» What is required: Update the rows below by replacing "vertices" with "corner points", changing nothing else, and leave the pictures out of your answer.

» Given records:
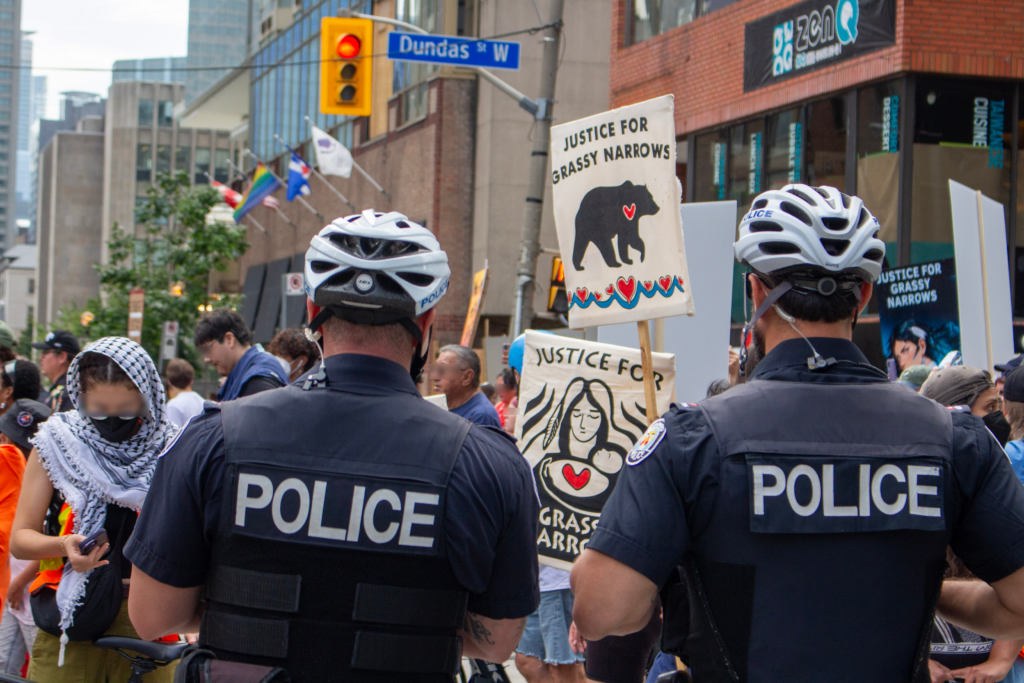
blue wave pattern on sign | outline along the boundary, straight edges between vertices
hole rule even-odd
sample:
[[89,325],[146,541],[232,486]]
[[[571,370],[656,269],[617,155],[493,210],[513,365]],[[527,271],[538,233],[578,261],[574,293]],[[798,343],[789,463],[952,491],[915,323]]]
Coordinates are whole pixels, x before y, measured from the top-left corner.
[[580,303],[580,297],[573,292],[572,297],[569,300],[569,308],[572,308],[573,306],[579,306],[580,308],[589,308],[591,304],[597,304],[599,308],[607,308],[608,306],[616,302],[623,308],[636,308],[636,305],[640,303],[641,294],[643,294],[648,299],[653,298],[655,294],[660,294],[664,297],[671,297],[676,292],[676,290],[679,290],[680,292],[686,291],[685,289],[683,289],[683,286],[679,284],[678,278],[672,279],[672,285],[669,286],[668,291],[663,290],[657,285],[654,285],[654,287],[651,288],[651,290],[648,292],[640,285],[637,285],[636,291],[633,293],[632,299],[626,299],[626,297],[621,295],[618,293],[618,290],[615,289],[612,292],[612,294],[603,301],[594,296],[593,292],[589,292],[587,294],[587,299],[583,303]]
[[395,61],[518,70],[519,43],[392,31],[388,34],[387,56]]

» Output for this exercise:
blue wave pattern on sign | outline along the boundary, straight edges between corner points
hole rule even-odd
sample:
[[89,325],[146,541],[232,486]]
[[[571,370],[656,269],[617,155],[493,210],[513,365]],[[527,271],[538,233],[578,261],[574,293]],[[798,343],[789,463],[952,491],[915,323]]]
Coordinates are whole pixels, x before y, measured from the top-left corner.
[[580,303],[580,297],[573,292],[572,297],[569,300],[569,308],[572,308],[573,306],[579,306],[580,308],[589,308],[591,304],[597,304],[599,308],[607,308],[608,306],[616,302],[623,308],[636,308],[636,305],[640,303],[641,294],[643,294],[648,299],[653,298],[655,294],[660,294],[664,297],[671,297],[676,292],[676,290],[679,290],[680,292],[686,291],[685,289],[683,289],[683,286],[679,284],[678,278],[672,279],[672,285],[669,286],[668,291],[663,290],[657,285],[654,285],[654,287],[651,288],[651,290],[648,292],[640,285],[637,285],[636,291],[633,293],[632,299],[626,299],[626,297],[621,295],[618,293],[618,290],[615,289],[612,292],[612,294],[603,301],[594,296],[593,292],[589,292],[587,294],[587,299],[583,303]]
[[395,61],[518,70],[519,43],[392,31],[388,34],[387,56]]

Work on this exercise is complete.